The National Order of Women Legislators (NOWL) (1938 – 2014) was an organization for women legislators in the United States. Emma Poeter's book about its history was published in 1981. Smith College has a collection of the group's records. It was founded in 1938 and was non-partisan. It used a small gold owl as an insignia. Its first meeting was attended by 31 legislators. Tea was served and the group was invited to the White House. In 2014, it reorganized as the National Foundation for Women Legislators (NFWL), a 501(c)(3) tax-exempt foundation established by the NOWL in the USA. Headquartered in Alexandria, Virginia, it assists women legislators with public opinion and legislative issues.

According to Lauren Kozakiewicz, the NOWL never reached the level of influence or solidarity desired by its members. Harvard University has a collection of speeches from the group's meeting in Baltimore, Maryland in 1968.

==Organization==
Through annual educational and networking events, the NFWL supports elected women from all levels of governance. As a non-profit, non-partisan organization, NFWL does not take ideological positions on public policy issues, but rather serves as a forum for women legislators to be empowered through information and experience.

· · ·

▸ **Your task**
In the text on women legislators' organizations, turn the paragraph beginning "Through annual educational and networking events" into a short bulleted list of its main facts.

· · ·

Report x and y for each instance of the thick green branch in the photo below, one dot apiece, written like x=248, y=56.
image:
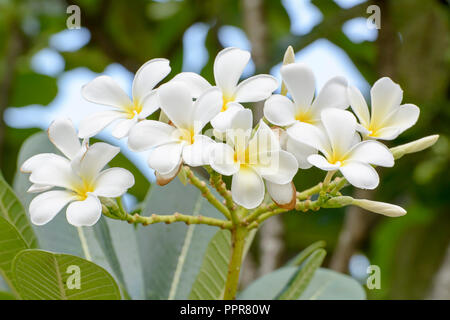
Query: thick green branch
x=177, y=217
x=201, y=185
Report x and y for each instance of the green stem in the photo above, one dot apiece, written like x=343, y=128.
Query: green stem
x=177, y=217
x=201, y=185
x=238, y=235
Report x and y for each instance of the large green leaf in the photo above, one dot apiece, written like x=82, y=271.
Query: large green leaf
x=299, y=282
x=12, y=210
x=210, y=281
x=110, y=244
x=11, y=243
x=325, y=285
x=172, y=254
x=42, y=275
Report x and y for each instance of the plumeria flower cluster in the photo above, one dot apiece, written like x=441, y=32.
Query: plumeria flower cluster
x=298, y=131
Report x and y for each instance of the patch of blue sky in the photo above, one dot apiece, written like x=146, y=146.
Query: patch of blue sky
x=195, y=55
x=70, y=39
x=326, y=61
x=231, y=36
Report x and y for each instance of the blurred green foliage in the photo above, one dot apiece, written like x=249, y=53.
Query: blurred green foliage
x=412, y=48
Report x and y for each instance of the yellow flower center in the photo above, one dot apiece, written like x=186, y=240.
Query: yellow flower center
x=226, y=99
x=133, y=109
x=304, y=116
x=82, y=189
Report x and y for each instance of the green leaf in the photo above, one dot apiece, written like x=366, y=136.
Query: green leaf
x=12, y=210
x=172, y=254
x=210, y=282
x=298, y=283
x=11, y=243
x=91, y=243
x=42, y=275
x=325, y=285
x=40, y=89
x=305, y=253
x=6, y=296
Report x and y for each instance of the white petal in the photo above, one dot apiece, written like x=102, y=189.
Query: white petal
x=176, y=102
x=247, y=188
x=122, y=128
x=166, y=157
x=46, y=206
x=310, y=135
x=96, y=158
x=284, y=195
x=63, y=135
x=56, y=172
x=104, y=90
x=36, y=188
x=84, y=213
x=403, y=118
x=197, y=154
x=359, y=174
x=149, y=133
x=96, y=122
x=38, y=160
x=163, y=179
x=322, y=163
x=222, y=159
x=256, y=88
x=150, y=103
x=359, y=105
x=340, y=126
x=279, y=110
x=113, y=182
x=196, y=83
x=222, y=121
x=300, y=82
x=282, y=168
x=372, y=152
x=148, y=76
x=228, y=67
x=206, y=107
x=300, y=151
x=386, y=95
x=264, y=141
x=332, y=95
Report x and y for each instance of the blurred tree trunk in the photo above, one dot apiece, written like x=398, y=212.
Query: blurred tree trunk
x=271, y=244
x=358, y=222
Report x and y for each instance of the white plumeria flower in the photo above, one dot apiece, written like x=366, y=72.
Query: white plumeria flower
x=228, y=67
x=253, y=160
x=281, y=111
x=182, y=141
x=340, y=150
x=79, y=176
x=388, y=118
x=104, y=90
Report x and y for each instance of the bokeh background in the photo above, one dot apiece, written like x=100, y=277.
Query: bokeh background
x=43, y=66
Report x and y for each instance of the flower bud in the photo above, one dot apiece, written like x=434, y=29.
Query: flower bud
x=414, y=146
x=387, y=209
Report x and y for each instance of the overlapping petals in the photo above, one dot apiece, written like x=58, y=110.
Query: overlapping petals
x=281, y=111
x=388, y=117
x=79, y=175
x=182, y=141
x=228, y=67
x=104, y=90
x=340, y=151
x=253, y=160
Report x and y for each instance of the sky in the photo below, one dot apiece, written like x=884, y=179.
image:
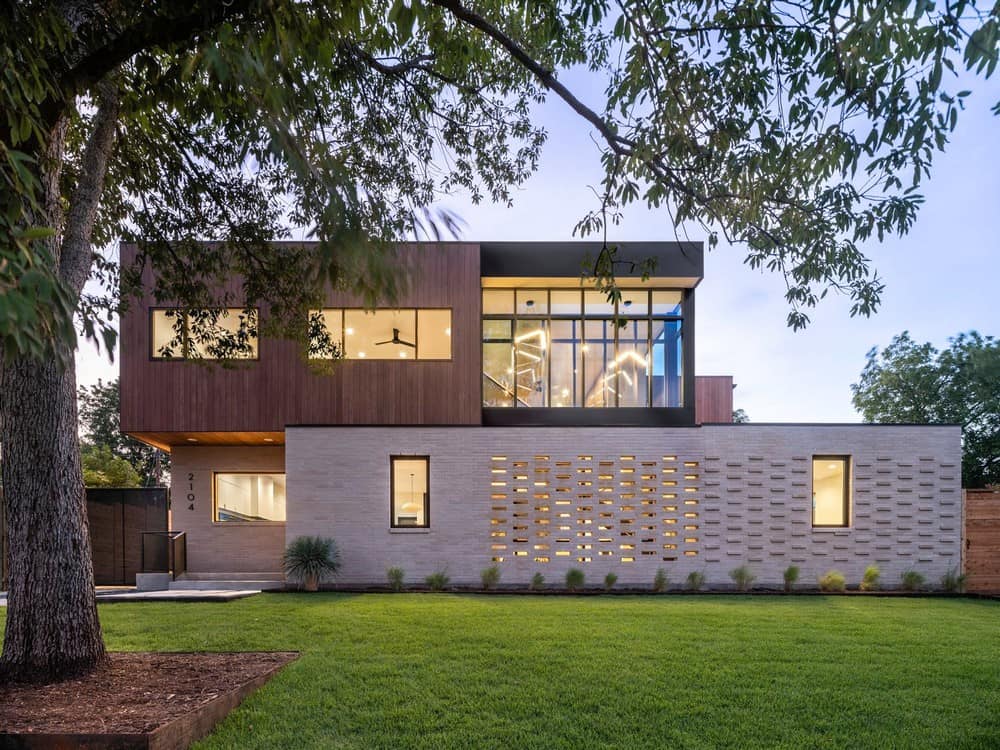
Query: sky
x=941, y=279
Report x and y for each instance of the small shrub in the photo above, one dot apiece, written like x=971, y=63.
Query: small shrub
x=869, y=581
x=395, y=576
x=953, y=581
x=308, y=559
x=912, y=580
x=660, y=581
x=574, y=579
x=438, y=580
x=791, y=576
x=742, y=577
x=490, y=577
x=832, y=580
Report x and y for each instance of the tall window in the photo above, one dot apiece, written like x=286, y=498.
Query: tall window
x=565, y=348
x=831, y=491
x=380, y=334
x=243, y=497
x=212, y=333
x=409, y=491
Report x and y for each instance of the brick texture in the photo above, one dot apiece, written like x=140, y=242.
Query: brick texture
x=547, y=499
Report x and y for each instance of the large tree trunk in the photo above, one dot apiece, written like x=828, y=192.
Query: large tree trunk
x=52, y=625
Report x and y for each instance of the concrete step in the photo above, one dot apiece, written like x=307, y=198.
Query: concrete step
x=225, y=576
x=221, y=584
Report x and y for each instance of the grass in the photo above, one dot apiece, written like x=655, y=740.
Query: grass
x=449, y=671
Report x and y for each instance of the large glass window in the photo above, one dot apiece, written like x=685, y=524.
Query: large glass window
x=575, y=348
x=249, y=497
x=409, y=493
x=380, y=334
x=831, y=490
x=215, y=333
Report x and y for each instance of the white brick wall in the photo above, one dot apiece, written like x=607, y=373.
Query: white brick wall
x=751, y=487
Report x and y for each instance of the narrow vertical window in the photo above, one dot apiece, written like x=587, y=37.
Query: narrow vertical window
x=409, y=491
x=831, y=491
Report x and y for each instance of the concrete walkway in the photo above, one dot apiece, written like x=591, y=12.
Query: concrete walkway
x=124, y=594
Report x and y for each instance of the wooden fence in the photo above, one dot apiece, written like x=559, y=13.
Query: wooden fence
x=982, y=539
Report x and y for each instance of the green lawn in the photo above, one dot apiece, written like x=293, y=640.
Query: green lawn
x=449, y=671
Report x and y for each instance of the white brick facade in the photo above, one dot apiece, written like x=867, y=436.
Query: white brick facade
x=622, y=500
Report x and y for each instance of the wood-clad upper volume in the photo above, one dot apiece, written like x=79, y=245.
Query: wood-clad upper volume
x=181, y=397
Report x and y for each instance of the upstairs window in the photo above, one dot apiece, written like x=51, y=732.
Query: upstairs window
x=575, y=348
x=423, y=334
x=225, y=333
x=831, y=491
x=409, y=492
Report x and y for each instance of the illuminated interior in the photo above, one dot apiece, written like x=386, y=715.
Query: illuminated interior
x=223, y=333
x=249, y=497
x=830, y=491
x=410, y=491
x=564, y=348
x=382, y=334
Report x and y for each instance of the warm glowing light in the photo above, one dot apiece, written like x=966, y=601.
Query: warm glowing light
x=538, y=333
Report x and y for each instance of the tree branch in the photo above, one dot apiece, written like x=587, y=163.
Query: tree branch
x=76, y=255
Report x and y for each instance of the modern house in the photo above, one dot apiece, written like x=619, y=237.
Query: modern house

· · ·

▸ **Solution for this task**
- The NFWL holds annual educational and networking events to support elected women from all levels of governance.
- It is a non-profit, non-partisan organization.
- It does not take ideological positions on public policy issues.
- It serves as a forum where women legislators are empowered through information and experience.